- _What you have to do_:
Would you please give all the lines below again, exactly as they stand?

- _Recorded information_:
• • • • •

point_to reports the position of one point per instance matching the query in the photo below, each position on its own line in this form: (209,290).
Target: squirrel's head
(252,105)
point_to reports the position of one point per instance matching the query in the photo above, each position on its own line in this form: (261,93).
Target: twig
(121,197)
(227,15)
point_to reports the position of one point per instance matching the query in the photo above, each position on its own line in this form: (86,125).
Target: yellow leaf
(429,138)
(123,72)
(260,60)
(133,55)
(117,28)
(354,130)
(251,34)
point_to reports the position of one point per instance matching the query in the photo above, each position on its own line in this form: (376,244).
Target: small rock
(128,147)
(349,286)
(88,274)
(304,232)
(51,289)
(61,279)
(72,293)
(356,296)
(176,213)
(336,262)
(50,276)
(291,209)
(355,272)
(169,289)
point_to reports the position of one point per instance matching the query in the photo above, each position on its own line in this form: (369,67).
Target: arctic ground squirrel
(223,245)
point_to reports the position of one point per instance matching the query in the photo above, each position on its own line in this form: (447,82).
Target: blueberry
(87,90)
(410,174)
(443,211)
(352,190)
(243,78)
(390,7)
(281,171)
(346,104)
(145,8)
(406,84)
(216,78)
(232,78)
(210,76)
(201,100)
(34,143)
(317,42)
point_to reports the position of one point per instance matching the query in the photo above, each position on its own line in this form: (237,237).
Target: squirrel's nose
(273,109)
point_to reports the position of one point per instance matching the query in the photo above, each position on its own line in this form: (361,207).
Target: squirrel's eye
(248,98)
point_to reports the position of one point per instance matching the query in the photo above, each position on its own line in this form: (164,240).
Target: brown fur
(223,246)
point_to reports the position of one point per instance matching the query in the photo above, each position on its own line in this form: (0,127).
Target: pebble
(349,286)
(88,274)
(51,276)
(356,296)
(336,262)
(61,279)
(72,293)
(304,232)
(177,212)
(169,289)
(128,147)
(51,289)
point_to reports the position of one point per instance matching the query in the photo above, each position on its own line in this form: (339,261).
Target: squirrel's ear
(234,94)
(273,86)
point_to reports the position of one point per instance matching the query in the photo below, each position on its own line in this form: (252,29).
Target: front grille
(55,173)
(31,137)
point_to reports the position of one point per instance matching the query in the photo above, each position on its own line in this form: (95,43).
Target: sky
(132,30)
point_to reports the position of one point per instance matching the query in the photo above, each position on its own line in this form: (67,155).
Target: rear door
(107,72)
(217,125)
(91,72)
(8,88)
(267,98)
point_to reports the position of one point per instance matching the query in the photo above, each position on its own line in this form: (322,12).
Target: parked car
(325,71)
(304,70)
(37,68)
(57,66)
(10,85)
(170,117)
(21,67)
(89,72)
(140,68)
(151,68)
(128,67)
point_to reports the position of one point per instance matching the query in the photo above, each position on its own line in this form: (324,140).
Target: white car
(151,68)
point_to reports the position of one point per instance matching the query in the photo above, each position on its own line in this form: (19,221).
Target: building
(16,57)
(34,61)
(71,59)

• • • • •

- _Response below_:
point_to reports the position of one point per instance matching the query in the photo below, each position on its own line in this form: (209,290).
Target: squirrel's head
(252,105)
point_to reports the position of one point per instance matching the query in the photo above, each position on its own line in this form: (261,93).
Target: twig
(121,197)
(227,15)
point_to reports the position of one point per instance matching the query in the photo above, each position on its own line in this form: (86,125).
Target: yellow leaf
(429,138)
(123,72)
(260,60)
(133,55)
(117,28)
(354,130)
(251,34)
point_to reports the position of one point per instance matching the query in the photo above, each position on its own line in this form: (376,244).
Target: small rock
(128,147)
(349,286)
(88,274)
(304,232)
(51,289)
(61,279)
(72,293)
(356,296)
(176,213)
(336,262)
(50,276)
(291,209)
(355,272)
(169,289)
point_to reports the position of one point per instance matching the query in the photo above, each position on its own line in this form: (369,67).
Target: arctic ground squirrel
(223,245)
point_to reports the position of one point per instance matching the query in the photo above, each position on its own line in this form: (447,82).
Target: blueberry
(87,90)
(410,174)
(443,211)
(352,190)
(243,78)
(390,7)
(281,171)
(346,104)
(145,8)
(406,84)
(216,78)
(232,78)
(210,76)
(201,100)
(34,143)
(317,42)
point_to reports the position of one point per instance matching the query in the photo above, each position on its own line in this form: (237,237).
Target: squirrel's nose
(273,109)
point_to reports the position of one point per instance matching the query in the photo above, each position on its own line in this form: (361,207).
Target: squirrel's eye
(248,98)
point_to reports the position of one point per instance matching the query in the photo above, each position on its own line in this form: (164,240).
Target: brown fur
(223,246)
point_to reports the position of one point per instance matching the query in the photo above, each position on its own line in this form: (0,127).
Target: pebble
(349,286)
(88,274)
(51,276)
(356,296)
(336,262)
(61,279)
(72,293)
(304,232)
(177,212)
(169,289)
(128,147)
(51,289)
point_to reports the position of one point per instance matching the query in the photo above, each position on its own line in this form: (339,261).
Target: squirrel's ear
(234,94)
(273,86)
point_to reports the position of one point per instance matching the query in the photo below, each position on its own line in this form: (252,29).
Target: front grille
(55,173)
(31,137)
point_to reports the position of one point per instance matching the query in the photo above, each position on its own line in this form: (95,43).
Target: sky
(132,30)
point_to reports the position of one point per instance matching the query in the photo above, each position on its own line in this form: (67,155).
Target: rear door
(107,72)
(217,125)
(91,72)
(8,88)
(267,98)
point_to reports the position of one point per instance matching the query in the photo above, each position on its own line in this form: (322,12).
Target: parked car
(325,71)
(304,70)
(37,68)
(57,66)
(10,85)
(170,117)
(21,67)
(89,72)
(140,68)
(151,68)
(128,67)
point_to reports the position of one point per instance matching the query in the photo above, each position on its own line in this form: (324,140).
Target: white car
(151,68)
point_to reports the position of one point per instance matching the query in the photo above, each position on its own line in this form: (19,221).
Target: building
(16,57)
(34,61)
(71,59)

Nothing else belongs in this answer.